**The problem**
Please update the listing by replacing "magenta" with "crimson", starting at the line that contains "Place a point on every instance of the woman in navy" and stopping after the line that contains "(1016, 307)". Return only those lines, with nothing else changed.

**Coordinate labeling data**
=-=-=-=-=

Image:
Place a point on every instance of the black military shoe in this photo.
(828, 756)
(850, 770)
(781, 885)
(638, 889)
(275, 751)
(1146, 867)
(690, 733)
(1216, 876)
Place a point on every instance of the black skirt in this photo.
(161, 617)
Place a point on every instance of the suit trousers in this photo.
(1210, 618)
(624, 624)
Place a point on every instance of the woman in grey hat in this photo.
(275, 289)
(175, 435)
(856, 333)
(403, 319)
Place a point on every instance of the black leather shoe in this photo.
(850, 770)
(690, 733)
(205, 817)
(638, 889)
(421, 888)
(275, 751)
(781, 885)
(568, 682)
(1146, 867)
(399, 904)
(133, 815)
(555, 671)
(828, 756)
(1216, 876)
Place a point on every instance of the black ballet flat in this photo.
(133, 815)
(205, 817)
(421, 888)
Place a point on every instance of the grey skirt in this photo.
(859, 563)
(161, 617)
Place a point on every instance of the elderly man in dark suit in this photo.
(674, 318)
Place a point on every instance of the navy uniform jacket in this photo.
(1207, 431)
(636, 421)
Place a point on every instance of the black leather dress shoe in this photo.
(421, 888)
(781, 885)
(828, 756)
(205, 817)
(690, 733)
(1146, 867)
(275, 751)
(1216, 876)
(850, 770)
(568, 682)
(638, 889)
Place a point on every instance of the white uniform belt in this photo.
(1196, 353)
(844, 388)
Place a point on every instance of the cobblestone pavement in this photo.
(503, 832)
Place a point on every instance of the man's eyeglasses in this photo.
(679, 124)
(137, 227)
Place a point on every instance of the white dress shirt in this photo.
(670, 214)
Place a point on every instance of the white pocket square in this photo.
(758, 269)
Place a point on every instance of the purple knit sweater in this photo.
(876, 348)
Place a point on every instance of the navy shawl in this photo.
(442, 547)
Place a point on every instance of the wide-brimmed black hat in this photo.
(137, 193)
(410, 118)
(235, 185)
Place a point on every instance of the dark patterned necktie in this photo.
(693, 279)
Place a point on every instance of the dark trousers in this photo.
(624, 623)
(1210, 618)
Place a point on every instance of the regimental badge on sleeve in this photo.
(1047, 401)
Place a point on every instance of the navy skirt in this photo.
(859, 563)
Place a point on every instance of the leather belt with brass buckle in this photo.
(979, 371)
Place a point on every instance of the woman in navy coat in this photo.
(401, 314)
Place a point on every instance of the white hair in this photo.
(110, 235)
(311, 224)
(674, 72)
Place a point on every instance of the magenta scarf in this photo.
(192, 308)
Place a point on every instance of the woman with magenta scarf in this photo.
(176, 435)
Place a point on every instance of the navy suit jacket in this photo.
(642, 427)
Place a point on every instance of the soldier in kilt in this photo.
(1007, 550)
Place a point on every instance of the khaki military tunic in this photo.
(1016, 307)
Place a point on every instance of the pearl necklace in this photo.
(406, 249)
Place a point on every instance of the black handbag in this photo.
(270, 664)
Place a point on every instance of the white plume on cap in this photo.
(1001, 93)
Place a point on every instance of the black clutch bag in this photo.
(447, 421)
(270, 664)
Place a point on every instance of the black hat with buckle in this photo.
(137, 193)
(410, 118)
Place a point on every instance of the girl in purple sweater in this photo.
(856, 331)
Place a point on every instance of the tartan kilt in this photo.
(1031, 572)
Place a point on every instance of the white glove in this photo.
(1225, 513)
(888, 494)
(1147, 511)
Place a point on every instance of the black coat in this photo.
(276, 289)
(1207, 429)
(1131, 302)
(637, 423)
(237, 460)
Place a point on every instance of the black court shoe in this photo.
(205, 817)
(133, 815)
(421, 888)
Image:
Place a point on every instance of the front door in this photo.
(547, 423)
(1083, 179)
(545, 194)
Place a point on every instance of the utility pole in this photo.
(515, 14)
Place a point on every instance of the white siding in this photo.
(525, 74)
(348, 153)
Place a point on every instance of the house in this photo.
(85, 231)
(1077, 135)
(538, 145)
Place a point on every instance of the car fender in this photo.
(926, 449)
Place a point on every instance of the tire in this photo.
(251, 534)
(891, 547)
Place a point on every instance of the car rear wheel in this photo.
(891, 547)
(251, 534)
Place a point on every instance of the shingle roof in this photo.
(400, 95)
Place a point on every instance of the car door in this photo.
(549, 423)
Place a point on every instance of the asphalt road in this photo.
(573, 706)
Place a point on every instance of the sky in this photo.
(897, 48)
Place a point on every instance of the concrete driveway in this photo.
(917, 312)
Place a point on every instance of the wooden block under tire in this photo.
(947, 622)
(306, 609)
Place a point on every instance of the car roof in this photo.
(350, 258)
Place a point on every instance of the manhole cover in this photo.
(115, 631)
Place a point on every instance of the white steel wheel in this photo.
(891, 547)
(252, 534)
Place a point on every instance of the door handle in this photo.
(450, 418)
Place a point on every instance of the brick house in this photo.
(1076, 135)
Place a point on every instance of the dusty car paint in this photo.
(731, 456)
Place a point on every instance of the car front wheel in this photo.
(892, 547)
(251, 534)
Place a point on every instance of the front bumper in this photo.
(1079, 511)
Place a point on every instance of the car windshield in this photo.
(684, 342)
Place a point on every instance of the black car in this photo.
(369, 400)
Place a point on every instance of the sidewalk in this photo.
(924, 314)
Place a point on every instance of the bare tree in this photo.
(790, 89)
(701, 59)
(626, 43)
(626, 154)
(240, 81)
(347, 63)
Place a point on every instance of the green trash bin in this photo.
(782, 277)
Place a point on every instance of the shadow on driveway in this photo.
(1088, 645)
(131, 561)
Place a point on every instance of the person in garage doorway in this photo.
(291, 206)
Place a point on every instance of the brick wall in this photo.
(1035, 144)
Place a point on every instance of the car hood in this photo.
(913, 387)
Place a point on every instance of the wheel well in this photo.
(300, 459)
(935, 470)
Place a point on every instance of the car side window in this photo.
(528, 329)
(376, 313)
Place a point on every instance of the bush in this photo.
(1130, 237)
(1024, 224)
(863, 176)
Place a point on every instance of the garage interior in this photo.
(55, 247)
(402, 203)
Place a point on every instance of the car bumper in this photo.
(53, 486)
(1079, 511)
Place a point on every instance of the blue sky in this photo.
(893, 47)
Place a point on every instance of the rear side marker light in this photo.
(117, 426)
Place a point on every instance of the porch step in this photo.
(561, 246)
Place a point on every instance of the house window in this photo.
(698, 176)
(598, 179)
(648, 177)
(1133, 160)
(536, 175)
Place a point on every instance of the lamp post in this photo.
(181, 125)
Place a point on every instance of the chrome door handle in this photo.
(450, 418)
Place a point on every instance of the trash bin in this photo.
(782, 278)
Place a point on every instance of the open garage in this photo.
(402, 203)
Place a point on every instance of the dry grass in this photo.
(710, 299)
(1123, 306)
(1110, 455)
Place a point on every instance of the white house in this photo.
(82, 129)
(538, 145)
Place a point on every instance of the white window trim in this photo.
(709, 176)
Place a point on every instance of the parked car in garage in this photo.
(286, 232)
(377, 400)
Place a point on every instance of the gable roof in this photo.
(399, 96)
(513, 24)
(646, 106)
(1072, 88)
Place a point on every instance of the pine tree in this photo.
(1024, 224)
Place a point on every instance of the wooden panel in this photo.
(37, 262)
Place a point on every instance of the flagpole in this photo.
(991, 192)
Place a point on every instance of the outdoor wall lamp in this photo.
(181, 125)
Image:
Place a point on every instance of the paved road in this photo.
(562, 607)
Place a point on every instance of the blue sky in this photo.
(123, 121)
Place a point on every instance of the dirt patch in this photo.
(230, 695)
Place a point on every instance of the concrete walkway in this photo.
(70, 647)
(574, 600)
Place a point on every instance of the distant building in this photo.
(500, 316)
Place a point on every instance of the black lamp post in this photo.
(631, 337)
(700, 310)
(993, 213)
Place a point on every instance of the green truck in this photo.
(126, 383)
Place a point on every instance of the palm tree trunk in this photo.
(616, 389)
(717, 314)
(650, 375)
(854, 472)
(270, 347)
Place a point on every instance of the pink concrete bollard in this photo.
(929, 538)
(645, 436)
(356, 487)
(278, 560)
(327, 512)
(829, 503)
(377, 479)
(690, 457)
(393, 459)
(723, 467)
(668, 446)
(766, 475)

=-=-=-=-=

**Task result**
Place a point on every instance of the woman in navy coat in this photo.
(401, 314)
Place a point on every instance of the white hair in this photo.
(110, 235)
(311, 224)
(674, 72)
Place a point on every instance of the crimson scarf in this photo.
(192, 308)
Place a point on every instance of the woman with crimson scarf in this photo.
(176, 435)
Place a point on every instance of the navy suit jacket in this photo.
(642, 427)
Place a point on every instance of the soldier in kilt in this photo.
(1007, 550)
Place a point on every instance of the khaki military tunic in this photo.
(1016, 307)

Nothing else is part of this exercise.